• Exercise
According to the text below on local elites in early twentieth-century China, in what year was the examination system abolished?

*** Text block ***

In the early twentieth century local elites briefly emerged as the most powerful political force in China. They benefited first from the weakening of the central government, which was losing its ability to monitor the elite’s activities and to rein in their abuses; and, second, from the late Qing reforms. As mentioned above, the establishment of provincial assemblies staffed almost exclusively by elite members was an important step toward the institutionalization of elite power. Moreover, with the abrupt abolition of the examination system in 1905, the dynasty lost its major leverage vis-à-vis the elites. These developments, which brought about comprehensive change in the balance of power between the court and the elites, emboldened the elite members, encouraging many of them to adopt an oppositional stance toward the imperial government, and even to endorse the republican movement. Yet in retrospect this sudden profession of republicanism by the dynasty’s traditional supporters was an ill-conceived gamble. The collapse of the old order had profoundly undermined the elites’ position and has hastened their demise.

*** Listed entries ***

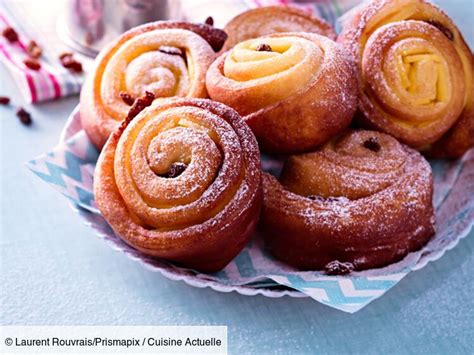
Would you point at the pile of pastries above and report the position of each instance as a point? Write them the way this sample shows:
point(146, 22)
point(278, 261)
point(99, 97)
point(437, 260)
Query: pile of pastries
point(181, 113)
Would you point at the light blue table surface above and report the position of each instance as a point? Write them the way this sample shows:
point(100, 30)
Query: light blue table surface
point(54, 271)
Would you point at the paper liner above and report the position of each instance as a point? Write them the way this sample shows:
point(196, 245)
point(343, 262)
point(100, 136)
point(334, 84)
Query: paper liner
point(69, 169)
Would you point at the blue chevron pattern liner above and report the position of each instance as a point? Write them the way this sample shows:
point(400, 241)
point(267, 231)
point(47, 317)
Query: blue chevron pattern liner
point(69, 169)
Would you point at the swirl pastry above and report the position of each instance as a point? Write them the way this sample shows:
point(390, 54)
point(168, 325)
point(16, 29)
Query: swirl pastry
point(182, 182)
point(163, 58)
point(415, 75)
point(363, 201)
point(295, 90)
point(263, 21)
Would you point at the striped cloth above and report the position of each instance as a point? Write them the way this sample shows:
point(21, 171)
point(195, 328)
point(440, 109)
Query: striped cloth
point(53, 81)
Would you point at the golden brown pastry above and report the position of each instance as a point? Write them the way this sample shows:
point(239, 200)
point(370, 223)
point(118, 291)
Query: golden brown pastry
point(415, 75)
point(263, 21)
point(295, 90)
point(363, 201)
point(165, 58)
point(181, 181)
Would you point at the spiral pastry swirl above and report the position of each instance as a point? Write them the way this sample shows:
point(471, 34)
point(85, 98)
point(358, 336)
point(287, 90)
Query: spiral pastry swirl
point(415, 75)
point(164, 58)
point(182, 182)
point(295, 90)
point(266, 20)
point(363, 200)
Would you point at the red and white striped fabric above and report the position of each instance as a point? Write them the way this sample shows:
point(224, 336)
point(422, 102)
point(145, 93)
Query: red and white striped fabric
point(51, 81)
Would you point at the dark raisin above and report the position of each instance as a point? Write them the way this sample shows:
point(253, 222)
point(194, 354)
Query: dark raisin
point(10, 34)
point(447, 32)
point(372, 144)
point(127, 98)
point(171, 50)
point(32, 64)
point(209, 21)
point(139, 104)
point(34, 50)
point(336, 267)
point(24, 116)
point(263, 47)
point(70, 63)
point(4, 100)
point(175, 170)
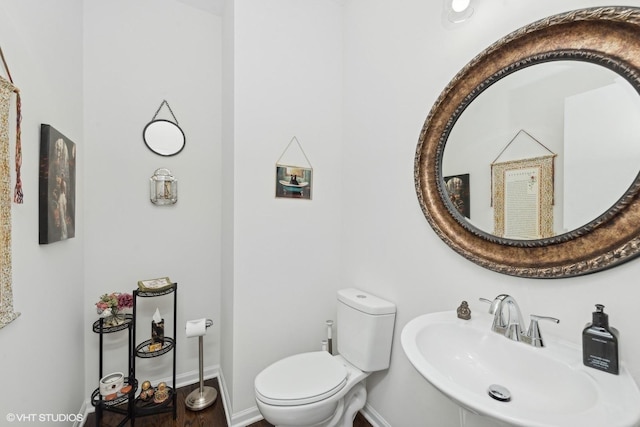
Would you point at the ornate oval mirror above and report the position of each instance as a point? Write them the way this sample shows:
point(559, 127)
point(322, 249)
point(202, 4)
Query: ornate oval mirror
point(532, 135)
point(163, 137)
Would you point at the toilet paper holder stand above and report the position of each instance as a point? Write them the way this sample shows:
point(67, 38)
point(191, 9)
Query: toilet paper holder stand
point(203, 396)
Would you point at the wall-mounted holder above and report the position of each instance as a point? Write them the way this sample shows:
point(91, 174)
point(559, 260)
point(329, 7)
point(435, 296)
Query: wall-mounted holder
point(163, 188)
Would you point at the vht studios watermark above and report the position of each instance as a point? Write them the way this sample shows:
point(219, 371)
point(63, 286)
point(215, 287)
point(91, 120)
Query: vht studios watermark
point(44, 418)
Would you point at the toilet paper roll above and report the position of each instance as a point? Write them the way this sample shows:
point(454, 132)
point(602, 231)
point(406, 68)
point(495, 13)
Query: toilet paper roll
point(196, 328)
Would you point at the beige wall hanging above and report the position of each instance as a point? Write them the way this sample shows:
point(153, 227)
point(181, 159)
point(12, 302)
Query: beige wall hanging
point(7, 89)
point(522, 194)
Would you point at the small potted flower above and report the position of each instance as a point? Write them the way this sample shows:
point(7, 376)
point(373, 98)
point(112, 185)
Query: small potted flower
point(111, 306)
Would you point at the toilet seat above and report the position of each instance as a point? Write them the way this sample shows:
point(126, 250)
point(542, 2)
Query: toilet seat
point(301, 379)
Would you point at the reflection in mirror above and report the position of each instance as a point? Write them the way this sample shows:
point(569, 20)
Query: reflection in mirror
point(163, 137)
point(584, 113)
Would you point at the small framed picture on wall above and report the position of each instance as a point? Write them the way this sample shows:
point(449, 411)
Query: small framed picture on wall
point(57, 186)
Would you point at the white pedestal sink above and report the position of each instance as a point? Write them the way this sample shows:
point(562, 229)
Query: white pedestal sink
point(548, 386)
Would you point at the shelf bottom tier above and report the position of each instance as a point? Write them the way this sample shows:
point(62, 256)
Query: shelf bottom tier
point(159, 402)
point(119, 398)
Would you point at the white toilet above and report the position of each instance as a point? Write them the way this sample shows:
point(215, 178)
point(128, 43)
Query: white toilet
point(318, 389)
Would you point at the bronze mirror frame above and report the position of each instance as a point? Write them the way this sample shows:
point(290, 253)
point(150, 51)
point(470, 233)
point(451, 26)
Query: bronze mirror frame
point(609, 36)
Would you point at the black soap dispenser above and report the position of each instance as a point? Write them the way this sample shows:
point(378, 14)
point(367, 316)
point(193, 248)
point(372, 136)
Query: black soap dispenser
point(600, 343)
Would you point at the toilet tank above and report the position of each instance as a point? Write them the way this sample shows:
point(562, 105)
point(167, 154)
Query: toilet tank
point(365, 329)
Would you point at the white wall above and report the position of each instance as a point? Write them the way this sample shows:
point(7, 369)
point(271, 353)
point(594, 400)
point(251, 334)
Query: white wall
point(286, 253)
point(354, 82)
point(45, 344)
point(137, 54)
point(398, 58)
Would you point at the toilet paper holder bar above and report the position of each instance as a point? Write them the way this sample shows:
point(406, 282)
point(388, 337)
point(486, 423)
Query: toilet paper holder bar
point(203, 396)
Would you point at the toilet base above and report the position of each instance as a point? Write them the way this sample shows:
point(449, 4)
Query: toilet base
point(345, 412)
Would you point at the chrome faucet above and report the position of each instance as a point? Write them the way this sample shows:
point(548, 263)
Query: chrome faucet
point(507, 321)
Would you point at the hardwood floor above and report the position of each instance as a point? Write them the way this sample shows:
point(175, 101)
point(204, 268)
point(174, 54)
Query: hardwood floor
point(213, 416)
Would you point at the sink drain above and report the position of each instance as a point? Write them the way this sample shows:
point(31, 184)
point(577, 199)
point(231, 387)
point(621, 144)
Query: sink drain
point(499, 392)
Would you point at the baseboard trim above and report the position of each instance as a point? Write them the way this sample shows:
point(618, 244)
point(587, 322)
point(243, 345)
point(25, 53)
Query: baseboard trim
point(239, 419)
point(374, 418)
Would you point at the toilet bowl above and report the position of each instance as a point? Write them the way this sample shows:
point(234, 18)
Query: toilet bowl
point(311, 389)
point(322, 390)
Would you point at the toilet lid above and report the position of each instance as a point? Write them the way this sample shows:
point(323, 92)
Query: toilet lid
point(301, 379)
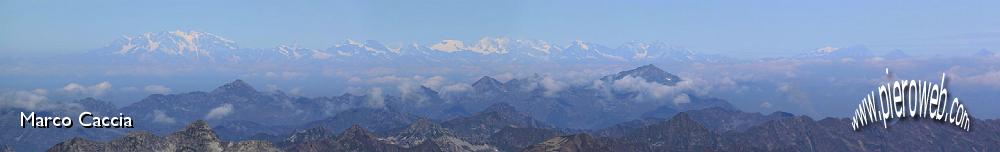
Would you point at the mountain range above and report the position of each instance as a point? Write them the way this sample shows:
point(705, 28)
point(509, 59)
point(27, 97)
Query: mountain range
point(507, 116)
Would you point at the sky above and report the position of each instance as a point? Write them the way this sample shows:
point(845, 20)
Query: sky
point(737, 28)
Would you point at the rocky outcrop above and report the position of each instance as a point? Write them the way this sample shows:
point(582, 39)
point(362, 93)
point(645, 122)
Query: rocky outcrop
point(197, 136)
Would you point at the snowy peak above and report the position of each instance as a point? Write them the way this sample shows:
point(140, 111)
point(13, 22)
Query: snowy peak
point(172, 43)
point(449, 46)
point(896, 54)
point(854, 52)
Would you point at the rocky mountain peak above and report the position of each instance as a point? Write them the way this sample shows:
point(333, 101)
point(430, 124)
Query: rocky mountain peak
point(579, 142)
point(503, 107)
point(649, 72)
point(236, 87)
point(356, 132)
point(487, 83)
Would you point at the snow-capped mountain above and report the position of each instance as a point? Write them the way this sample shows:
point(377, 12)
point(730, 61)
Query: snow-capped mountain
point(191, 45)
point(194, 46)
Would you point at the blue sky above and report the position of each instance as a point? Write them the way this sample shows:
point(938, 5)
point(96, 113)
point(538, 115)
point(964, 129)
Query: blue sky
point(738, 28)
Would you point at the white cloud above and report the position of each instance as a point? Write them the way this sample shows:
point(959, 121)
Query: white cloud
point(285, 75)
point(93, 91)
point(551, 86)
point(456, 88)
point(30, 100)
point(434, 82)
point(681, 99)
point(219, 112)
point(157, 89)
point(650, 89)
point(161, 117)
point(827, 49)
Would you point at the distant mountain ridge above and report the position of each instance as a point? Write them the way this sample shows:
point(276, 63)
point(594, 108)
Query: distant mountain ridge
point(203, 47)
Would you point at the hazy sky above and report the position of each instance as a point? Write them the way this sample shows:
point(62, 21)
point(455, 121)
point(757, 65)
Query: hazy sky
point(729, 27)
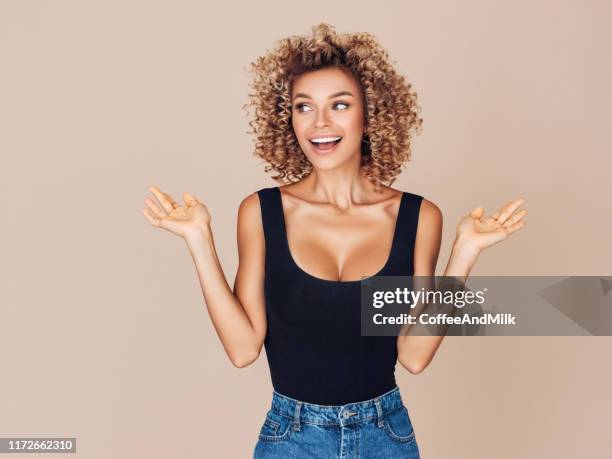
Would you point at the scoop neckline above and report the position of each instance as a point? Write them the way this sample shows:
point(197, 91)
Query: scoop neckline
point(331, 281)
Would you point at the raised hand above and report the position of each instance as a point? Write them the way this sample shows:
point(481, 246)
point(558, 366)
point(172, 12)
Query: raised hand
point(168, 214)
point(481, 232)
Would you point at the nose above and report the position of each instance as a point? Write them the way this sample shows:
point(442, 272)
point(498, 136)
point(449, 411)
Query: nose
point(322, 119)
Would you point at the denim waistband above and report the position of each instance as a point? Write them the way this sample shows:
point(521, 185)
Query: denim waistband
point(340, 415)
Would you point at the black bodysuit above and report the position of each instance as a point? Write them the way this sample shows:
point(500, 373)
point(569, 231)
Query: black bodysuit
point(313, 343)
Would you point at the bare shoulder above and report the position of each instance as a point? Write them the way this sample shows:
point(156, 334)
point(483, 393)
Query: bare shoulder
point(249, 205)
point(430, 214)
point(249, 214)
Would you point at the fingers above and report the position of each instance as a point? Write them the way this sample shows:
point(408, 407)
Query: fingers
point(502, 215)
point(164, 199)
point(154, 209)
point(189, 199)
point(477, 213)
point(149, 216)
point(515, 217)
point(514, 227)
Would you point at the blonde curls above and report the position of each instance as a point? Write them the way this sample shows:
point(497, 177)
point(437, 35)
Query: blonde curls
point(390, 105)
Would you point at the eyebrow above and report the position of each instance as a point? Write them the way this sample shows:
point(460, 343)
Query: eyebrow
point(338, 94)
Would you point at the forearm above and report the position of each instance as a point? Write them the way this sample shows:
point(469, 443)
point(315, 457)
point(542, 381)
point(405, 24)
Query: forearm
point(415, 351)
point(228, 316)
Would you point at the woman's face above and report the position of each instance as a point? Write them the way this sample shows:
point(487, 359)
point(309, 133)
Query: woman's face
point(327, 104)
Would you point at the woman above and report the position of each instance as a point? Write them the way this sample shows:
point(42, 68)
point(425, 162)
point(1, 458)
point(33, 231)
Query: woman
point(334, 120)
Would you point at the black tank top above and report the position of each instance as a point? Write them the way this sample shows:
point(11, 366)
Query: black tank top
point(313, 342)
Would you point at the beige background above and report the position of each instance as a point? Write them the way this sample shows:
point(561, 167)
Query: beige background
point(104, 334)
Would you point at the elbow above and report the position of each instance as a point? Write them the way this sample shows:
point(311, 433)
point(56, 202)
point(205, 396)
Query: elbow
point(244, 359)
point(414, 367)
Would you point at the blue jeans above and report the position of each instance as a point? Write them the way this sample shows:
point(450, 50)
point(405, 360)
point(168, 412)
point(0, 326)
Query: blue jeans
point(376, 428)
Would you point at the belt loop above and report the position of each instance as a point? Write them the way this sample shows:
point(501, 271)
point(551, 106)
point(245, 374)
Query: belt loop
point(296, 416)
point(381, 422)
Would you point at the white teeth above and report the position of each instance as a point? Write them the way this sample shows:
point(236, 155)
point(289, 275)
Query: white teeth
point(325, 139)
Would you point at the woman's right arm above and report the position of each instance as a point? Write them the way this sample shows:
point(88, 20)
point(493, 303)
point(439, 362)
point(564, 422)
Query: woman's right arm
point(238, 316)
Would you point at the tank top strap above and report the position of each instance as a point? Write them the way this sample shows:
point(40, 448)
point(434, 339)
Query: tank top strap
point(402, 252)
point(272, 218)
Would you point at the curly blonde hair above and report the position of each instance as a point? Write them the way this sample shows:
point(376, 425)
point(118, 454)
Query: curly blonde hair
point(390, 105)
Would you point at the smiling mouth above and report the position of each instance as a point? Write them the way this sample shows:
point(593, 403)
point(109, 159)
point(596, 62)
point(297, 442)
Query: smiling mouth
point(324, 147)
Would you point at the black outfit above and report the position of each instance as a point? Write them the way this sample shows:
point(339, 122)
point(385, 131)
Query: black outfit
point(314, 346)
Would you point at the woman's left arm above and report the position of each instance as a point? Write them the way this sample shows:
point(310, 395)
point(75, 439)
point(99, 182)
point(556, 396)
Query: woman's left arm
point(475, 232)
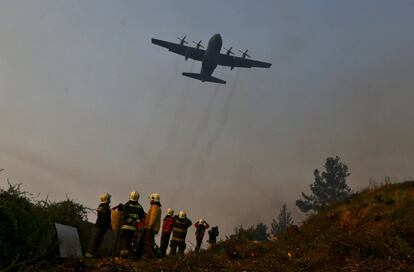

***

• Expected answer
1905